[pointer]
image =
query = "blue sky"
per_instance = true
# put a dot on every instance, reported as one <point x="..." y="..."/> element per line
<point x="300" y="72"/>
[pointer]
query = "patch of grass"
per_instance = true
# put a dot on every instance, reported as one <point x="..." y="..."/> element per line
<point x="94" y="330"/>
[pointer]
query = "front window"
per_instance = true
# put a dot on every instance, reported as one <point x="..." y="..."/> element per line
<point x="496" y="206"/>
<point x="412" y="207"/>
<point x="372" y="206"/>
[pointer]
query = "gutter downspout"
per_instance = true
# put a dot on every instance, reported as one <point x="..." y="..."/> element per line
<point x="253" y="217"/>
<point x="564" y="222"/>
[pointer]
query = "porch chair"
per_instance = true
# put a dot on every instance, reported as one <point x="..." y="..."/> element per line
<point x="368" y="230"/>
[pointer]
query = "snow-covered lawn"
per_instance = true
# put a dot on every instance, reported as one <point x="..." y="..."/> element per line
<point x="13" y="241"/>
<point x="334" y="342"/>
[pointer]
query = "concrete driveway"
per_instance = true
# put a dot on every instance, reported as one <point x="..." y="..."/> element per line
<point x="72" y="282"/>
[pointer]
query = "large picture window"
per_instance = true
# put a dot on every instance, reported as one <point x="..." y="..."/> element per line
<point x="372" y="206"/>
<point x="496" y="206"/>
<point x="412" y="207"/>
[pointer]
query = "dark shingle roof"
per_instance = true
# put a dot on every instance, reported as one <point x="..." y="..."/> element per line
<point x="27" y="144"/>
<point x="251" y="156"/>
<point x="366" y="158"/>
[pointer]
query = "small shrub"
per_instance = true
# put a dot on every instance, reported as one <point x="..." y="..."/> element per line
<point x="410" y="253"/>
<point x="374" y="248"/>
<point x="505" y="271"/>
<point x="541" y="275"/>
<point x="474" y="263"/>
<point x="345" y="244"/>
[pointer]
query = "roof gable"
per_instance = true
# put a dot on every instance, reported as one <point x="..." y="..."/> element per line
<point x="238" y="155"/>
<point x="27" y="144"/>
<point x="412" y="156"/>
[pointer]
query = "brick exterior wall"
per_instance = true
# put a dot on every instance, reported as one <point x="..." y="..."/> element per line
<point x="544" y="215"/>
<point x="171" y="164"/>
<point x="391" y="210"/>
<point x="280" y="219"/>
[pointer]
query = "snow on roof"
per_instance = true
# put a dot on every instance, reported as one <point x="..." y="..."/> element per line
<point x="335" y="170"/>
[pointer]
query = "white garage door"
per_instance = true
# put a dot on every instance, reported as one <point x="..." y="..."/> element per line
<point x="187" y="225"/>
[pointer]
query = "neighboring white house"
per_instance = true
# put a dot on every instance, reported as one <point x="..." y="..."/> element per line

────────────────────────────────────────

◆ What the task requires ◆
Repeat the data exactly. Leave nothing out.

◆ Reply ◆
[pointer]
image =
query = "blue sky"
per_instance = true
# put a dot on every instance, reported as one <point x="..." y="..."/> element per line
<point x="300" y="72"/>
[pointer]
query = "patch of grass"
per_instance = true
# put a dot on every instance, reported as one <point x="..." y="..."/> element per line
<point x="94" y="330"/>
[pointer]
query = "front window"
per_instance = true
# put a dot on every instance, reported as one <point x="..." y="..."/> element per line
<point x="496" y="206"/>
<point x="412" y="207"/>
<point x="372" y="206"/>
[pointer]
query = "gutter downspout"
per_instance = true
# put a dot on every instance, reported as one <point x="..." y="..."/> element per line
<point x="253" y="217"/>
<point x="564" y="222"/>
[pointer]
query = "porch chair"
per_instance = true
# put a dot on every instance, reported as one <point x="..." y="..."/> element per line
<point x="368" y="230"/>
[pointer]
query = "snow-covered lawn"
per_instance = true
# put a dot on every instance, reported as one <point x="..." y="..."/> element per line
<point x="13" y="241"/>
<point x="334" y="342"/>
[pointer]
query = "concrete driveway"
per_instance = true
# put a dot on every instance, reported as one <point x="..." y="..."/> element per line
<point x="72" y="282"/>
[pointer]
query = "large picture window"
per_instance = true
# put a dot on every instance, reported as one <point x="..." y="..."/> element per line
<point x="372" y="206"/>
<point x="496" y="206"/>
<point x="412" y="207"/>
[pointer]
query = "dark shingle roof"
per_instance = true
# put a dot on every instance, reported as one <point x="..." y="..."/> element per line
<point x="27" y="144"/>
<point x="251" y="156"/>
<point x="366" y="158"/>
[pointer]
query = "small shrub"
per_instance = true
# put a dot on every instance, reported as one <point x="..." y="..."/> element per line
<point x="410" y="253"/>
<point x="374" y="248"/>
<point x="505" y="271"/>
<point x="541" y="275"/>
<point x="474" y="263"/>
<point x="345" y="244"/>
[pointer]
query = "roof gable"
per_instance = true
# put a dot on every instance, reported as one <point x="..." y="..."/> element per line
<point x="238" y="155"/>
<point x="27" y="144"/>
<point x="412" y="156"/>
[pointer]
query = "brick exterior wall"
per_instance = true
# put a dot on every instance, reported as one <point x="..." y="..."/> element per line
<point x="544" y="215"/>
<point x="171" y="164"/>
<point x="391" y="210"/>
<point x="280" y="219"/>
[pointer]
query = "snow on roof"
per_instance = true
# put a dot on every instance, reported as one <point x="..." y="..."/> element per line
<point x="335" y="170"/>
[pointer]
query = "white garage door"
per_instance = true
# put a dot on every instance, reported as one <point x="..." y="..."/> element per line
<point x="187" y="225"/>
[pointer]
query = "neighboring white house"
per_instance = true
# put a dot on every instance, reported as one <point x="..." y="..."/> element per line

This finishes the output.